── DATA SUPPLIED ──

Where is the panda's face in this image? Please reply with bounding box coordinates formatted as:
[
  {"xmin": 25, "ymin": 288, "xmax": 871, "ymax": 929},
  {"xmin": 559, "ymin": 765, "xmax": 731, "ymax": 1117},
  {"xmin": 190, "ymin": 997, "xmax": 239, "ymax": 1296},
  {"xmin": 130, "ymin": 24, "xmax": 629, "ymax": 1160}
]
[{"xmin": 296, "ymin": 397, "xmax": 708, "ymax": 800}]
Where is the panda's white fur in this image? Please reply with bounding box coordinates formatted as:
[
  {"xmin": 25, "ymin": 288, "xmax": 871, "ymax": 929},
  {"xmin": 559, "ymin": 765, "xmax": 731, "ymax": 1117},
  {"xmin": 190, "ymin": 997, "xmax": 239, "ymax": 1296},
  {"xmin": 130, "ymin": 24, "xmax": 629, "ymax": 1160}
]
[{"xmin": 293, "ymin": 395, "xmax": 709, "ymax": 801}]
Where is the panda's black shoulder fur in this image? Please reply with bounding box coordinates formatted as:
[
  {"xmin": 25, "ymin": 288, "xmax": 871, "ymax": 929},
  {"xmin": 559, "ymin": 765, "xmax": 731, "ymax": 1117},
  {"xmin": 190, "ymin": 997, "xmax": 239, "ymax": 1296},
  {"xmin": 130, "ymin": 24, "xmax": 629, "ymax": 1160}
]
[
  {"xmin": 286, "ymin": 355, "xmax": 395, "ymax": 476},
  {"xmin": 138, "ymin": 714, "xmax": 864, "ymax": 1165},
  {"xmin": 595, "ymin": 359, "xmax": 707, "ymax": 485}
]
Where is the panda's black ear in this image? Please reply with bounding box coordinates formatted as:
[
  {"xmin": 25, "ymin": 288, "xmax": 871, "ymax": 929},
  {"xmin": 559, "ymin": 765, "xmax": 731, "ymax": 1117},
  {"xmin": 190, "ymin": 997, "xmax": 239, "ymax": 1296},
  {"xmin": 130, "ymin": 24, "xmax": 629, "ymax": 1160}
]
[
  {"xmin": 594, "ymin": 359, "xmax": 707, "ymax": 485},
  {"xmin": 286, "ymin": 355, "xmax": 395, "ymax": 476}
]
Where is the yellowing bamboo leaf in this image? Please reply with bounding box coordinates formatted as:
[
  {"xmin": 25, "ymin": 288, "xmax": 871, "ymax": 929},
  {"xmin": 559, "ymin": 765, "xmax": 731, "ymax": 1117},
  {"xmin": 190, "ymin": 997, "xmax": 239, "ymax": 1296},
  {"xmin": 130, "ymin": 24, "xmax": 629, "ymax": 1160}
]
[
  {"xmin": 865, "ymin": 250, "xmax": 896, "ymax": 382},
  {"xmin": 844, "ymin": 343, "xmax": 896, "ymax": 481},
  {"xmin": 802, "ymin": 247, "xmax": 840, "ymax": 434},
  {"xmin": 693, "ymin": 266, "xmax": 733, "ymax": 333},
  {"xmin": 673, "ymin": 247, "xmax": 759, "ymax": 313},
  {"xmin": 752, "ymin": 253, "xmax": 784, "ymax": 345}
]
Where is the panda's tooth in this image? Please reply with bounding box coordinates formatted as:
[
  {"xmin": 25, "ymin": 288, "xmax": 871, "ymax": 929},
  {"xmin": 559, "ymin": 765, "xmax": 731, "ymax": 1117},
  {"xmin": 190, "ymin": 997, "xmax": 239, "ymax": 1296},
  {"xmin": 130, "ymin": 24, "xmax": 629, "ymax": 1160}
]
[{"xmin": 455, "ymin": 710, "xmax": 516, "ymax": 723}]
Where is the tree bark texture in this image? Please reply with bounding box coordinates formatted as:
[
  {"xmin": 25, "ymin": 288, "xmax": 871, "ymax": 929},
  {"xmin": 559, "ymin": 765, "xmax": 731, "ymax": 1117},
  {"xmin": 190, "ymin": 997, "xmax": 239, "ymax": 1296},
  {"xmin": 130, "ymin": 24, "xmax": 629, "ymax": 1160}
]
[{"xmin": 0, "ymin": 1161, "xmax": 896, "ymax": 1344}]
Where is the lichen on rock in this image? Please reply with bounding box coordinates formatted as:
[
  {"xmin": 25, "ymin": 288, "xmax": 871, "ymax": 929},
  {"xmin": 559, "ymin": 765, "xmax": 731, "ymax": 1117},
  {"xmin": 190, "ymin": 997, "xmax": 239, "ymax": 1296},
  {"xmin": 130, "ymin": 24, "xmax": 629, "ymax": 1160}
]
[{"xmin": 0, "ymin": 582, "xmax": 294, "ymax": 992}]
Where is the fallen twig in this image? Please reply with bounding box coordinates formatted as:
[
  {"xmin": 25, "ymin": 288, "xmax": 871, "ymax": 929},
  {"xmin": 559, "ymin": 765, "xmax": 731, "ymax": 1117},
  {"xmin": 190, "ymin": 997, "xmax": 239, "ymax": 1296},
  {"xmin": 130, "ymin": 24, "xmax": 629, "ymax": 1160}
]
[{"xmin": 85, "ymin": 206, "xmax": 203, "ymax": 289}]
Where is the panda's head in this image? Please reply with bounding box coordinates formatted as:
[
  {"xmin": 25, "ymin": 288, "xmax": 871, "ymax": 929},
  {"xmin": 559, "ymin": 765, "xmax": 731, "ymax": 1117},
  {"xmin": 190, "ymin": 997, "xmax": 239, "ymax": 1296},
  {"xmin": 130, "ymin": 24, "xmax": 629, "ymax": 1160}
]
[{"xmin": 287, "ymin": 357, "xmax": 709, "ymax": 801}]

───

> **WRITTEN EXERCISE**
From the items above, extract every line from the one containing "Where is the panda's head" through the end of the items, and copy them without any change.

> **ANSWER TO THIS TASK**
Where is the panda's head in this image? Please reply with bounding box coordinates formatted as:
[
  {"xmin": 25, "ymin": 288, "xmax": 871, "ymax": 929},
  {"xmin": 559, "ymin": 765, "xmax": 731, "ymax": 1117},
  {"xmin": 190, "ymin": 997, "xmax": 239, "ymax": 1296},
  {"xmin": 130, "ymin": 24, "xmax": 629, "ymax": 1160}
]
[{"xmin": 287, "ymin": 357, "xmax": 709, "ymax": 801}]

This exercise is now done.